BEGIN Data
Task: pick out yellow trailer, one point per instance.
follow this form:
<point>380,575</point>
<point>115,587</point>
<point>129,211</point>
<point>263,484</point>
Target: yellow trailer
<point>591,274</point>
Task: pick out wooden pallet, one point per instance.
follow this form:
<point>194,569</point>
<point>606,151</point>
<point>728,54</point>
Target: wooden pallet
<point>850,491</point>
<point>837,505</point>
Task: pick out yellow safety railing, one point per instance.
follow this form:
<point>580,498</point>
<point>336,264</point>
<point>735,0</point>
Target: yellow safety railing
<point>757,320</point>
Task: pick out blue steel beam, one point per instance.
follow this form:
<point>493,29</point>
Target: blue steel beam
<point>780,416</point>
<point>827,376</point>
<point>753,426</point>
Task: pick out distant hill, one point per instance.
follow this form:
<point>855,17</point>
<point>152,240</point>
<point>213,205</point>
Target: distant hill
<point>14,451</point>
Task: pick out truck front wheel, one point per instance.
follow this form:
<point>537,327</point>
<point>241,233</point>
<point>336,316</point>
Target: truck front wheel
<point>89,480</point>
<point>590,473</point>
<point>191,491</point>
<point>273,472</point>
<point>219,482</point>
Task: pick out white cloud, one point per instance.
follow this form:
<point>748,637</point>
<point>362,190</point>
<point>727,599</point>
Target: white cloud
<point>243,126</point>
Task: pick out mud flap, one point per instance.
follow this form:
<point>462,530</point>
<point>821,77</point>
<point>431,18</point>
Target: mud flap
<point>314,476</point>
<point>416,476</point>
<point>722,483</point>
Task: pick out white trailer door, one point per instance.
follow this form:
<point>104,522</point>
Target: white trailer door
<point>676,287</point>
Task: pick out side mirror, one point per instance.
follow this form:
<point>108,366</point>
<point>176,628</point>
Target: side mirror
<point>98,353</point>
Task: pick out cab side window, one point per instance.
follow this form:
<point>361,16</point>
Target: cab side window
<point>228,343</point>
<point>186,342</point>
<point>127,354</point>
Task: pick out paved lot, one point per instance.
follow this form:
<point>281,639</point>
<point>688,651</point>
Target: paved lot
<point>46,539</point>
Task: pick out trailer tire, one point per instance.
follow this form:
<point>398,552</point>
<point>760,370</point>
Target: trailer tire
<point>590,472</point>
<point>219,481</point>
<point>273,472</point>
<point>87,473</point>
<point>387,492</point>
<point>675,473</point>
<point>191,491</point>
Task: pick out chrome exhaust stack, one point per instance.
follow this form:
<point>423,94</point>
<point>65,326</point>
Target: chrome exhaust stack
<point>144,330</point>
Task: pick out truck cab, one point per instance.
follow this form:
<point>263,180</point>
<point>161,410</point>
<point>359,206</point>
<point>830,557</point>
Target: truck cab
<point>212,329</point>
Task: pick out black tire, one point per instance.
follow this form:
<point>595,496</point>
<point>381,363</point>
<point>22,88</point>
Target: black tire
END Data
* _Problem to work on_
Nothing but an exact copy of the lines from the first one above through the line holding "<point>336,316</point>" should be returned.

* _Written response_
Task: pick out yellow trailer, one point per instance.
follow this form:
<point>380,575</point>
<point>115,587</point>
<point>129,211</point>
<point>263,484</point>
Target: yellow trailer
<point>591,274</point>
Task: pick out wooden pallet, one point per instance.
follow this form:
<point>194,569</point>
<point>606,151</point>
<point>728,54</point>
Target: wooden pallet
<point>850,491</point>
<point>837,505</point>
Task: pick out yellow safety railing, one point per instance.
follow this form:
<point>580,498</point>
<point>336,264</point>
<point>735,0</point>
Target: yellow safety railing
<point>757,320</point>
Task: pick out blue steel beam, one point per instance.
follow this form:
<point>493,29</point>
Target: blue steel beam
<point>780,416</point>
<point>827,376</point>
<point>753,426</point>
Task: pick out distant hill, one point per instance.
follow this form:
<point>855,17</point>
<point>152,240</point>
<point>213,205</point>
Target: distant hill
<point>14,451</point>
Task: pick out truck front wheel, one point per instance.
follow this form:
<point>537,327</point>
<point>241,233</point>
<point>336,316</point>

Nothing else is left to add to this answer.